#### [RECORDS FOR PROCESSING]
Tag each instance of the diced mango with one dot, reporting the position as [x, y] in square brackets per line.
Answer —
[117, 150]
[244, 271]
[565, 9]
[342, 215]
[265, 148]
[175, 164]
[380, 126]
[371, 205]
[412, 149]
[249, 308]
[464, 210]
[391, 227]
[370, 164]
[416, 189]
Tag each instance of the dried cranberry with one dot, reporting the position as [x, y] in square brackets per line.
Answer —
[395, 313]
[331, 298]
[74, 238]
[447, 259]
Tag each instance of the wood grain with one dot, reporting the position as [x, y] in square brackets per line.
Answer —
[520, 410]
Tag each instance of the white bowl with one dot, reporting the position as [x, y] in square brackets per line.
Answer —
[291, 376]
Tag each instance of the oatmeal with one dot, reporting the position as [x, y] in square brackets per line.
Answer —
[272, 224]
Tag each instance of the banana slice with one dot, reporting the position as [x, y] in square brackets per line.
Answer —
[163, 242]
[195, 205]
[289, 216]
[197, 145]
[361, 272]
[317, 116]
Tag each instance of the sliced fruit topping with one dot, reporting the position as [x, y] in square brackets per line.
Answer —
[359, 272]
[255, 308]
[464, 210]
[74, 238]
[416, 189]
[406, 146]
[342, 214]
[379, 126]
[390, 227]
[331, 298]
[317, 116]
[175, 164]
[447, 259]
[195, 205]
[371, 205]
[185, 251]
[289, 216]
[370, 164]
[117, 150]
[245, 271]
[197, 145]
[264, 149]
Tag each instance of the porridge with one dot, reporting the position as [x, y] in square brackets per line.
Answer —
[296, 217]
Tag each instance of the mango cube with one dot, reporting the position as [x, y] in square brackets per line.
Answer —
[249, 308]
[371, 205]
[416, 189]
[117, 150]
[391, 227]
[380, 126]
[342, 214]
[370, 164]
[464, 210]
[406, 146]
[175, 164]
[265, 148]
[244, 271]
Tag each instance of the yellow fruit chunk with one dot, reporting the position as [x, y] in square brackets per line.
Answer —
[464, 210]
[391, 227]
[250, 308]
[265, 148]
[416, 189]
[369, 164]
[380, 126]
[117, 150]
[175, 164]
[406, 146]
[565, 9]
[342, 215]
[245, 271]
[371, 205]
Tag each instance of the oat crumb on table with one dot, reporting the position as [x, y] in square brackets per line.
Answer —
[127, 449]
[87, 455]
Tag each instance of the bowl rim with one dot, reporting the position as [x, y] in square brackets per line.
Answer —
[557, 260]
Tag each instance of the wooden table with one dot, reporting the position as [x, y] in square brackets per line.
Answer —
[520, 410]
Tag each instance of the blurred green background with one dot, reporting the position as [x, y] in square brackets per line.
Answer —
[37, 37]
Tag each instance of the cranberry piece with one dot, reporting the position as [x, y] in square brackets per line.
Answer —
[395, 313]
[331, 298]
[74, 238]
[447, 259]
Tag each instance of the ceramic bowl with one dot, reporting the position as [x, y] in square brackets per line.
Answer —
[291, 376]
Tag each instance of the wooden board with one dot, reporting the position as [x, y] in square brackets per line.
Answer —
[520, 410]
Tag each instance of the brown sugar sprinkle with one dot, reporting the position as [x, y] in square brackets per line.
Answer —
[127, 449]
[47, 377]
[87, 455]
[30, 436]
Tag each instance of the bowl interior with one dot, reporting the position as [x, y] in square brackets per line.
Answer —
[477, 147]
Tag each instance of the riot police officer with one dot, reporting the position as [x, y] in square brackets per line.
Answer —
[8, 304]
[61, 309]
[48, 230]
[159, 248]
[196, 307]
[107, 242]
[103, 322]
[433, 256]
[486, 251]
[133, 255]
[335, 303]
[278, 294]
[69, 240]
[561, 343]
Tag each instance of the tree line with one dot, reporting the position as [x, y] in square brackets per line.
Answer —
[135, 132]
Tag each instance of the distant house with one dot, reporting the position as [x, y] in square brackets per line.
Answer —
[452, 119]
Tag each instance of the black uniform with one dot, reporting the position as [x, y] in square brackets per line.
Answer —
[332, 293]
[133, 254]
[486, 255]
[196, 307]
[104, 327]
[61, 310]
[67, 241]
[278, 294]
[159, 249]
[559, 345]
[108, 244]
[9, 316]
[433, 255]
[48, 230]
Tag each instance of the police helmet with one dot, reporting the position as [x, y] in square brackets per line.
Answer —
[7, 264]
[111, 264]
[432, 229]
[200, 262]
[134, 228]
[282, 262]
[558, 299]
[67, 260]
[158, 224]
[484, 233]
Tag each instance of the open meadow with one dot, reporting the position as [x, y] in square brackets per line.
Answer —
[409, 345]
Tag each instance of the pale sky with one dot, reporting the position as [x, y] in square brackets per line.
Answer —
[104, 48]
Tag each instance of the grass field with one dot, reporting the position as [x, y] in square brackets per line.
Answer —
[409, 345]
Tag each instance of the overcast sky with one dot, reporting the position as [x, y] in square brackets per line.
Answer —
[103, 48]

#### [STATED GOAL]
Please reproduce, without changes, the part of the records that opens with the line containing "Tag each instance of the overcast" and runs through the end of the records.

#### [REPLY TO THE EXERCISE]
Tag each instance of the overcast sky with one dot, reporting the position as [x, y] in square brackets per line.
Answer —
[103, 48]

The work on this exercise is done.